## ASSIGNMENT:
Without including the pictures, copy out every line below.

## MATERIAL SHOWN:
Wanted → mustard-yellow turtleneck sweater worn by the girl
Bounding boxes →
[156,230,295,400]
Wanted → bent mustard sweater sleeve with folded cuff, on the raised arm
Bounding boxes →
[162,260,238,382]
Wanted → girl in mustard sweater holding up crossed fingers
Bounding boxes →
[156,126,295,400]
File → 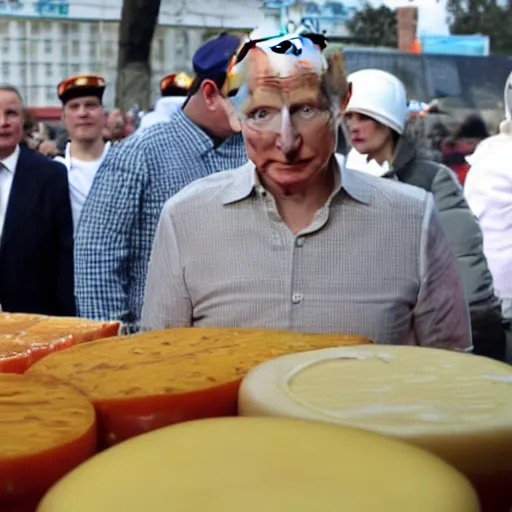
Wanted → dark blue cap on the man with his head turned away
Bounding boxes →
[192,33,240,77]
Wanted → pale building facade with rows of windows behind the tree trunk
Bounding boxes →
[0,0,263,108]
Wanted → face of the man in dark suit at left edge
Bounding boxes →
[0,89,23,158]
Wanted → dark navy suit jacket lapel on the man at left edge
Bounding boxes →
[0,147,40,249]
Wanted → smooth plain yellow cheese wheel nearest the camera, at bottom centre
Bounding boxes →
[37,418,479,512]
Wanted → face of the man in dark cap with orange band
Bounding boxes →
[64,96,105,142]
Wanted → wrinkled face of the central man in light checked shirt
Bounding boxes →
[240,50,336,187]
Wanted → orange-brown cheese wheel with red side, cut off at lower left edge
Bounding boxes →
[0,374,97,510]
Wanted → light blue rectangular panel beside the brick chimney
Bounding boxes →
[420,35,490,57]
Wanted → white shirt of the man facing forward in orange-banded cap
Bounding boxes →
[55,142,110,233]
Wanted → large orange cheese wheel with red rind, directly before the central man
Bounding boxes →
[29,328,368,446]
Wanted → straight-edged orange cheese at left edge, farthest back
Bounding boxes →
[0,313,119,373]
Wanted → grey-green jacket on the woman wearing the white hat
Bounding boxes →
[387,137,505,360]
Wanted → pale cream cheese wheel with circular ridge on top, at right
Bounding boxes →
[239,346,512,512]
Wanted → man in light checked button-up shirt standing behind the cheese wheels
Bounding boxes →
[142,25,472,351]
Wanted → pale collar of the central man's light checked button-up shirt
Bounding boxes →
[222,154,373,205]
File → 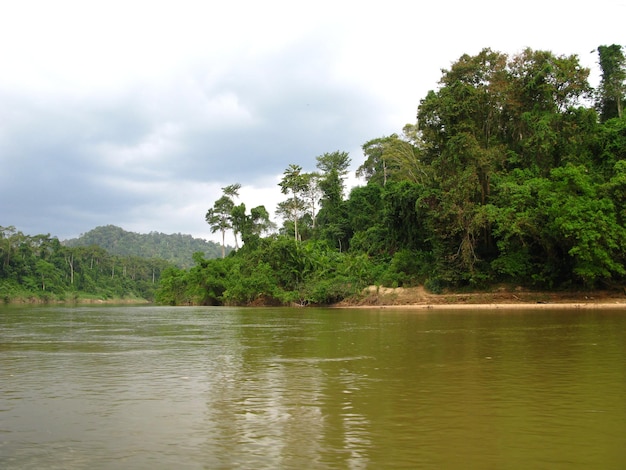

## THE COMPLETED TASK:
Wanted → mustard-yellow turtleneck sweater worn by the girl
Bounding boxes →
[156,230,295,400]
Wanted → bent mustard sweater sleeve with folded cuff, on the raised arm
Bounding boxes →
[162,260,238,382]
Wanted → girl in mustard sweater holding up crossed fingers
Bounding boxes →
[156,126,295,400]
File → 
Wanted → dark blue cap on the man with his head turned away
Bounding boxes →
[192,33,240,77]
Wanted → pale building facade with rows of windows behind the tree trunk
Bounding boxes →
[0,0,263,108]
Wanted → face of the man in dark suit at left edge
Bounding boxes →
[0,89,23,158]
Wanted → dark navy suit jacket lapel on the man at left edge
Bounding boxes →
[0,147,40,249]
Wanted → smooth plain yellow cheese wheel nearest the camera, at bottom centre
Bounding boxes →
[37,418,479,512]
Wanted → face of the man in dark cap with orange band
Bounding boxes →
[64,96,105,142]
Wanted → wrinkled face of the central man in light checked shirt
Bounding boxes →
[240,50,336,187]
Wanted → orange-brown cheese wheel with red side, cut off at lower left edge
Bounding boxes →
[0,374,97,510]
Wanted → light blue rectangular panel beside the brick chimney
Bounding boxes →
[420,35,490,57]
Wanted → white shirt of the man facing forward in orange-banded cap
Bounding boxes →
[55,142,110,233]
Wanted → large orange cheese wheel with red rind, directly before the central man
Bounding boxes →
[29,328,368,446]
Wanted → straight-edged orange cheese at left edge, farthest back
Bounding boxes →
[0,313,119,373]
Wanted → grey-green jacket on the woman wearing the white hat
Bounding boxes →
[387,137,505,360]
Wanted → pale cream cheese wheel with circular ridge on top, at right
Bounding boxes →
[239,346,512,512]
Wanted → man in light checked button-up shirt standing behind the cheese wheels
Bounding boxes →
[142,25,472,351]
Wanted → pale collar of the central man's light checked button-up shirt
Bounding boxes →
[222,154,373,205]
File → 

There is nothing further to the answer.